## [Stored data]
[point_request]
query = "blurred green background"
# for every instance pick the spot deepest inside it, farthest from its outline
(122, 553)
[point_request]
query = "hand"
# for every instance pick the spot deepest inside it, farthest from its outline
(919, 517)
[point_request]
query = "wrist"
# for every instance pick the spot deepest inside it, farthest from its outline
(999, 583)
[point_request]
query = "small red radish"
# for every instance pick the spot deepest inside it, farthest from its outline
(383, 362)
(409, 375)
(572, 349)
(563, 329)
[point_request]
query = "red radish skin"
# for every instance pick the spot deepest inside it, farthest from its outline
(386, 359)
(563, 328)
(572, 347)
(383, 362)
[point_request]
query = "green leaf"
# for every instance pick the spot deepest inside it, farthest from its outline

## [WORK REQUEST]
In the lines above, every record is to be repeated exactly.

## [SOLUTION]
[point_request]
query = "blurred green background"
# for every instance pick the spot deepest inside it, farthest from its outline
(122, 553)
[point_request]
query = "hand"
# for every instance pick the spot deepest inside it, farthest from its outline
(919, 517)
[point_request]
query = "wrist"
# for every instance pick the spot deepest inside it, farthest from its outline
(999, 583)
[point_request]
query = "small red radish"
# for every instance pick the spot deepest inside it, farthest from its outline
(383, 362)
(409, 375)
(572, 349)
(563, 329)
[point_request]
query = "red radish skin"
# for every instance pick the spot deepest inside it, farthest from its outline
(386, 359)
(563, 328)
(572, 347)
(383, 362)
[point_request]
query = "green leaf"
# for every instance pick the spot deepest inside it, farthest from its outline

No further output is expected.